**What you have to do:** Could you copy all of the lines below word for word, leaving the pictures out?

**Records shown:**
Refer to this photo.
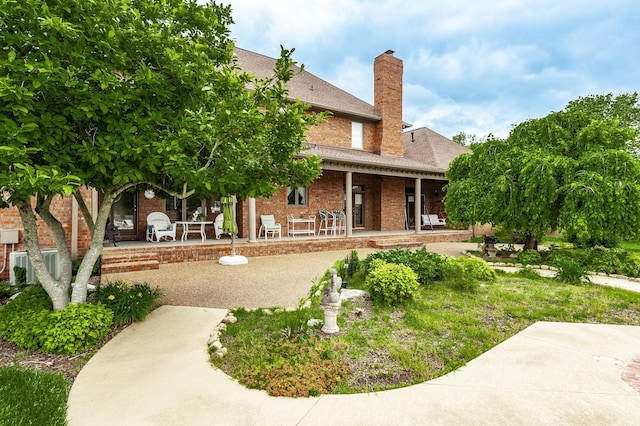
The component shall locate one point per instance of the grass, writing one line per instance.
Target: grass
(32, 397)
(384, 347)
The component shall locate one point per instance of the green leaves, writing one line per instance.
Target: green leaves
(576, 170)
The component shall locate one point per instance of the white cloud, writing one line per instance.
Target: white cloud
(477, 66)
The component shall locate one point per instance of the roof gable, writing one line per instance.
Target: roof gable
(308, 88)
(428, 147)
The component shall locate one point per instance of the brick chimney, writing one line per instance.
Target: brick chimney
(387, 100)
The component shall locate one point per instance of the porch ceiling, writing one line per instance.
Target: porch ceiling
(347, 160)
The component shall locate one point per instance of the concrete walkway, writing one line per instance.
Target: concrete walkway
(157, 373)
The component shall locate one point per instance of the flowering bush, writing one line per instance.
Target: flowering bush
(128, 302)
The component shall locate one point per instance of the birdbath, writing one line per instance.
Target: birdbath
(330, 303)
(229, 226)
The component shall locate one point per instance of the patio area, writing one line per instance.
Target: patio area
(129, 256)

**Task result:**
Refer to this photo.
The component shall locate one point per instance of the grass, writing one line per instance.
Target: grass
(32, 397)
(384, 347)
The component shall locate one point per instance of the green leaves, writing one line per instance.
Target: green leaves
(576, 170)
The component shall locate one point per instance of the white cloud, writing one line per instance.
Target: white cloud
(477, 66)
The component shall locate one point per instance of the roof gable, writing one line per instance.
Target: roof gable
(308, 88)
(428, 147)
The component shall locate one point per instance of the brick chimney, writing one line per instance.
Target: brick chimney
(387, 100)
The component shall locate one point per instance of the porch ceiling, writing one line per instance.
Target: porch ceiling
(347, 160)
The component shall locate one point per instance of the concrete walkway, writing one line per instance.
Target: concrete walkway
(157, 373)
The component shall locate one point per instance of the flowering bush, writing one line per instance.
Target: flowering bush
(128, 302)
The component shall locate one point per instance of the birdbath, writing one line per instance.
Target: birdbath
(330, 303)
(229, 226)
The component shall locate one point per instance of the patio area, writing one line per instance.
Target: patio area
(129, 256)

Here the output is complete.